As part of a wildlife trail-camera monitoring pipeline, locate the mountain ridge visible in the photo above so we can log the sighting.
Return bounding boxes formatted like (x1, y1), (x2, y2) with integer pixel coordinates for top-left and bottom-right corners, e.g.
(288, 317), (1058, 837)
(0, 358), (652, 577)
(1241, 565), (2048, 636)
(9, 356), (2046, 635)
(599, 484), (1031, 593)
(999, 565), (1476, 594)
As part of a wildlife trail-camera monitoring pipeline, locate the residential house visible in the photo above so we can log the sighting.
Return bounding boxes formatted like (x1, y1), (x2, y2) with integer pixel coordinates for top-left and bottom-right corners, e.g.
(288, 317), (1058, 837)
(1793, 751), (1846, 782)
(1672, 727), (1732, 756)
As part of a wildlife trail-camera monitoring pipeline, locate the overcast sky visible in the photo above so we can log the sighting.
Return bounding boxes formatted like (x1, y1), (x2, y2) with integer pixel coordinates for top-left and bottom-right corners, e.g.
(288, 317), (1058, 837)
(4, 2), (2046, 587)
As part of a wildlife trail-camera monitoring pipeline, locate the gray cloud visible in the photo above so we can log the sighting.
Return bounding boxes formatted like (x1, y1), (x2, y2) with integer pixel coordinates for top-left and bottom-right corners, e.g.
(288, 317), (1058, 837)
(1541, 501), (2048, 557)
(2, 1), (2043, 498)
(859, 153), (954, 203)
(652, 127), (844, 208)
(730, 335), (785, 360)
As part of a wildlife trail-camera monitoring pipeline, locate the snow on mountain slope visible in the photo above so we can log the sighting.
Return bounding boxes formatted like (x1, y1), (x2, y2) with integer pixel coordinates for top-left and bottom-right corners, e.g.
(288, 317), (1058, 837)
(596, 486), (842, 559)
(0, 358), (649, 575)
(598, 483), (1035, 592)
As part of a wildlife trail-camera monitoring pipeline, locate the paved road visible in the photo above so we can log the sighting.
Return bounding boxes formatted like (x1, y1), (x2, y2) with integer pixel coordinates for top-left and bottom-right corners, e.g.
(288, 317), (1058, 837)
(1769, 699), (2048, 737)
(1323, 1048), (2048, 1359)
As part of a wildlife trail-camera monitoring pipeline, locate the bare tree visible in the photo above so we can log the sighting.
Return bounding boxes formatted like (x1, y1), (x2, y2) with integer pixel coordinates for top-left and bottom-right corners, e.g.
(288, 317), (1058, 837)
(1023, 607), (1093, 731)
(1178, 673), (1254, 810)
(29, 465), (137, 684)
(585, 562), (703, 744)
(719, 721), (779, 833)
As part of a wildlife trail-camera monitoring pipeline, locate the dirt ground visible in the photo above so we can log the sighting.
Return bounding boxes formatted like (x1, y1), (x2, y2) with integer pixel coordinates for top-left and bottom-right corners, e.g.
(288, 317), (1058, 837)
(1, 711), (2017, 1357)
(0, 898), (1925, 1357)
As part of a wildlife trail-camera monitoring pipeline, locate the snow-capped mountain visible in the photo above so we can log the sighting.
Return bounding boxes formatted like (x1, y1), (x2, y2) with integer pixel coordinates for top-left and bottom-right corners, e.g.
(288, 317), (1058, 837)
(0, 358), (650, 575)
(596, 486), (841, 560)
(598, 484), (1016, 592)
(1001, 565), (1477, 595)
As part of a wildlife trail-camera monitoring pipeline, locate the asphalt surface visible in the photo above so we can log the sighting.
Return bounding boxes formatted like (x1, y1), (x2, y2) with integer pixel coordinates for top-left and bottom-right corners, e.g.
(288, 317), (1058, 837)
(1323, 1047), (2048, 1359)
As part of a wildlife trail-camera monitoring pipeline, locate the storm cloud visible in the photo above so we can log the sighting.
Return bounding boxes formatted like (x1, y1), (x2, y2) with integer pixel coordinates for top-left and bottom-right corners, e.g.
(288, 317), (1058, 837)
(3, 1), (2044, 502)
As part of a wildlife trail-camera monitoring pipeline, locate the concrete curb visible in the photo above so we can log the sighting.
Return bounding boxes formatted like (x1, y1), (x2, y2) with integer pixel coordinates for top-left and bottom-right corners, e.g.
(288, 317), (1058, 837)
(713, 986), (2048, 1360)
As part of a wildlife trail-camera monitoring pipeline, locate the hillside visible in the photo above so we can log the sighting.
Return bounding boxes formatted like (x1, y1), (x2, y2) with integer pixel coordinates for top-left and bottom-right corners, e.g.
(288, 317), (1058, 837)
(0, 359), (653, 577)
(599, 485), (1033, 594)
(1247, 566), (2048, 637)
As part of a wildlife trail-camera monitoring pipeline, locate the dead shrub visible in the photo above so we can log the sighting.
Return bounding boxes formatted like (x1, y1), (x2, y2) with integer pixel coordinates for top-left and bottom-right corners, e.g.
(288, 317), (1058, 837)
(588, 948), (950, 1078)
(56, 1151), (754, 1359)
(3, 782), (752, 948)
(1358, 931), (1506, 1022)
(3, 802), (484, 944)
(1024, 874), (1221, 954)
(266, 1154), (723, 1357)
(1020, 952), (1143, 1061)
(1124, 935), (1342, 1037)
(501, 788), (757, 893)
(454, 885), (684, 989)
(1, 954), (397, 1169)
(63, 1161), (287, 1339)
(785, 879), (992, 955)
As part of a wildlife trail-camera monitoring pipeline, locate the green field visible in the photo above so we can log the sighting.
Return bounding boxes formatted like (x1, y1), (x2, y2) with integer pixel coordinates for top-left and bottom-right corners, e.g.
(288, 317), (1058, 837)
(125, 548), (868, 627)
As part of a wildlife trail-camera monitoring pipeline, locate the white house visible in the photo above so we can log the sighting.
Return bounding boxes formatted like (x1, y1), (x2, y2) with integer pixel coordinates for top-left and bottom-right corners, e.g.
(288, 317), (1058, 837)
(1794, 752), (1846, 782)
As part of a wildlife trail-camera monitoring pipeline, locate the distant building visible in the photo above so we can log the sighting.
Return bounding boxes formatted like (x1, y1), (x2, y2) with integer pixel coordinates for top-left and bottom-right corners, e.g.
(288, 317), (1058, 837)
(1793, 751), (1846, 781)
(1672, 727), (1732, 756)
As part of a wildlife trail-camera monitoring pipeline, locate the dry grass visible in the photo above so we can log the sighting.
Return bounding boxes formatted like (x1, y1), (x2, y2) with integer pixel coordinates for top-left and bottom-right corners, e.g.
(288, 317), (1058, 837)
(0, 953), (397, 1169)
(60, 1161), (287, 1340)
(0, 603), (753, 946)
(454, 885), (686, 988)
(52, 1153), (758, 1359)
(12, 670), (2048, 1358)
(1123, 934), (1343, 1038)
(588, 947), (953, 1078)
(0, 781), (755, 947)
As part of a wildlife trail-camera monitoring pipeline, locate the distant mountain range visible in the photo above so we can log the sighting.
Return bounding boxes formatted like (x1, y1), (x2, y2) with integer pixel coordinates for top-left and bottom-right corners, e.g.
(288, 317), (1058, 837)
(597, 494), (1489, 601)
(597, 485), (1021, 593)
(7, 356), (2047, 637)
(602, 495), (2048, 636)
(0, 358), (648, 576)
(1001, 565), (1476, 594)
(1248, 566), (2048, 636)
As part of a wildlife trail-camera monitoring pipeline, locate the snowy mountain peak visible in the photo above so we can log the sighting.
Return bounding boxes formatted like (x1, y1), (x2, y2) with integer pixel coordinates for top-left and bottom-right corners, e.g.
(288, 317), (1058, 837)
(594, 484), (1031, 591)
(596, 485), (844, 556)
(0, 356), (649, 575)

══════════

TASK PROMPT:
Where a line of the entries contains "distant", report that line.

ANSWER SECTION:
As part of a wildlife trail-camera monitoring pipeline, locate the distant building visible in the photo above so we can log the sighting.
As part of a wildlife trail-camera monitoring pipeline, locate the distant mountain range visible in the photo above so we can log the sighting.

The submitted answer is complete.